• _Dataset extract_
-------
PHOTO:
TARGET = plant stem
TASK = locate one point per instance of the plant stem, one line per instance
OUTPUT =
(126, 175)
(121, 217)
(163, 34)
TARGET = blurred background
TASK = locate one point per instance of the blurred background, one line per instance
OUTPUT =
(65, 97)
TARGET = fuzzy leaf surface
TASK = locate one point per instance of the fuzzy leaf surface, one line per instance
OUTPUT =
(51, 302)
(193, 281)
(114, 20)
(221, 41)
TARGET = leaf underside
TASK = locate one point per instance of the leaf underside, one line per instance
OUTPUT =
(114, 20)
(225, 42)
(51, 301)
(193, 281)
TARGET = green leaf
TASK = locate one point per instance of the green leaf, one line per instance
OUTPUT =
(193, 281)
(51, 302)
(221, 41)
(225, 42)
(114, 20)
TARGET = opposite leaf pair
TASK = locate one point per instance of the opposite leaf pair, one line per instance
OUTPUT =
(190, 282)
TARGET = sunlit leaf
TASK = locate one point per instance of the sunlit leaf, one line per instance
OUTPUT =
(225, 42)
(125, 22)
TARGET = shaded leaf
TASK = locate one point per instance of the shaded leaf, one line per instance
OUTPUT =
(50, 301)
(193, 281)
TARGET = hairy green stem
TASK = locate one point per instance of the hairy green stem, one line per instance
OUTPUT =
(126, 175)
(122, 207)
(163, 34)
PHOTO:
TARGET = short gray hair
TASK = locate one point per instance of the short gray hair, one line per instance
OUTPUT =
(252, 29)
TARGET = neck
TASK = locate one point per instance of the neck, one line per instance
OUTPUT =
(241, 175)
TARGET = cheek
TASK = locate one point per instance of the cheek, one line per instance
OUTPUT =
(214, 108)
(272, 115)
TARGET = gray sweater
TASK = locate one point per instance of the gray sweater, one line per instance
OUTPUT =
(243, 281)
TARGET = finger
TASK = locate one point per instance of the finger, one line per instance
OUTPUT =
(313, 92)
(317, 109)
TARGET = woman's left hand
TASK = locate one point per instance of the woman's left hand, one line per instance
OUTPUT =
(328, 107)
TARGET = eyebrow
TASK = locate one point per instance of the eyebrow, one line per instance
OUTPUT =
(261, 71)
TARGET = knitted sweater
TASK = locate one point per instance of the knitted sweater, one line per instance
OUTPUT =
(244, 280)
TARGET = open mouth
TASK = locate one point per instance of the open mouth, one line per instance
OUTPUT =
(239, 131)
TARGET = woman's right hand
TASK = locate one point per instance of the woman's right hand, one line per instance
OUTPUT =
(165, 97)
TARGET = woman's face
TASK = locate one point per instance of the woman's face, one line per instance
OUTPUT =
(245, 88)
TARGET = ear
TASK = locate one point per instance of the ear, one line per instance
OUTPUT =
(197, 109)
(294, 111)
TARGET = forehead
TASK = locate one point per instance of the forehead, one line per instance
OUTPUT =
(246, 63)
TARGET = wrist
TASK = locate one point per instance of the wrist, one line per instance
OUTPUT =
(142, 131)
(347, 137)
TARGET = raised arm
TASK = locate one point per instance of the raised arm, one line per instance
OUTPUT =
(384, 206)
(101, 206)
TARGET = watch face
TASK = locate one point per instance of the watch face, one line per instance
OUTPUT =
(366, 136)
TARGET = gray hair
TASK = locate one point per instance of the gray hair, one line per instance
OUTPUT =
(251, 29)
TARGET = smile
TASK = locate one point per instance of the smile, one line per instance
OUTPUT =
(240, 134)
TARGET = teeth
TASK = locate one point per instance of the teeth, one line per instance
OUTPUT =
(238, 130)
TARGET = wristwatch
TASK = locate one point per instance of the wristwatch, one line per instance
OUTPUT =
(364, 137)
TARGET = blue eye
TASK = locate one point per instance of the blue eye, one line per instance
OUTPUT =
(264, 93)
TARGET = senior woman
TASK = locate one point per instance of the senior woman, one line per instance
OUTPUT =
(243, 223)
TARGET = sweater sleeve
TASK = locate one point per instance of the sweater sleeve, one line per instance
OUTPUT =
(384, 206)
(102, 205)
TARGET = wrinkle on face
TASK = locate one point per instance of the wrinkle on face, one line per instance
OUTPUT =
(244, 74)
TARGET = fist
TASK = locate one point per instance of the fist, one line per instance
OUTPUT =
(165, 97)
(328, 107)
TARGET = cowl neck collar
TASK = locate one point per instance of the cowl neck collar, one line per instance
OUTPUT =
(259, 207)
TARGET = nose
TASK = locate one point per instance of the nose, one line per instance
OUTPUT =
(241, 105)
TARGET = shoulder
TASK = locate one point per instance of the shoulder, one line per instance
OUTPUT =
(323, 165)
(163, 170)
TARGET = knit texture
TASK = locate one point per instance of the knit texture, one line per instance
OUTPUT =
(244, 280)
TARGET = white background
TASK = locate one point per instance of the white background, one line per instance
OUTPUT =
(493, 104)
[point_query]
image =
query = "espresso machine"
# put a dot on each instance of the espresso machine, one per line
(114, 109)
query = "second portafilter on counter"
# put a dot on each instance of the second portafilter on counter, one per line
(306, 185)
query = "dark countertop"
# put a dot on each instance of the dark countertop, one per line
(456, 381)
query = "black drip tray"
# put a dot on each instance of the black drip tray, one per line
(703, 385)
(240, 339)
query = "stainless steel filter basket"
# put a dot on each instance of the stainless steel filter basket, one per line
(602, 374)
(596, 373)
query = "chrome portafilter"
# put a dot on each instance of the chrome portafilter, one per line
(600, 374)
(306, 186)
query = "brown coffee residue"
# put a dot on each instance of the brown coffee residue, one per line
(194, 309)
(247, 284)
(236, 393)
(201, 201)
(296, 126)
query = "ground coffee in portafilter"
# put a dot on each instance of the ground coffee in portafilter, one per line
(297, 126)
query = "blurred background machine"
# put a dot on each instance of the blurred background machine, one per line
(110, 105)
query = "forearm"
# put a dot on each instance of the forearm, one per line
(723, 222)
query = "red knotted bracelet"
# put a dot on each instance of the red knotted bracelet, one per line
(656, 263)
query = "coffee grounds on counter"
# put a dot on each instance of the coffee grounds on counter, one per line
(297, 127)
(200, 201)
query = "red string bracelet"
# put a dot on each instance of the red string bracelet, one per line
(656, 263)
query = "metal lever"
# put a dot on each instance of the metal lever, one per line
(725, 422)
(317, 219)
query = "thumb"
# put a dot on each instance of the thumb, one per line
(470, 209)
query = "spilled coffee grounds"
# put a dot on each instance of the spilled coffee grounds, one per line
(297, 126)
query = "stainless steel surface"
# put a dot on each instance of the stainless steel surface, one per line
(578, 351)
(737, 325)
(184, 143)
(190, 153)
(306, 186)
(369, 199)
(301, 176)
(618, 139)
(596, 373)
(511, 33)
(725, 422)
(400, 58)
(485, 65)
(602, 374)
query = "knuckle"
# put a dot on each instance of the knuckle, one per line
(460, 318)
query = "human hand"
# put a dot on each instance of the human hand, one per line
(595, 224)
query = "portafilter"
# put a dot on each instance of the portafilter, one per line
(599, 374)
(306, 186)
-------
Search the listing above for the string "sleeve". Copy every line that contains it.

• _Problem solution_
TARGET = sweater sleeve
TASK = locate one point per instance of the sweater sleeve, one line per instance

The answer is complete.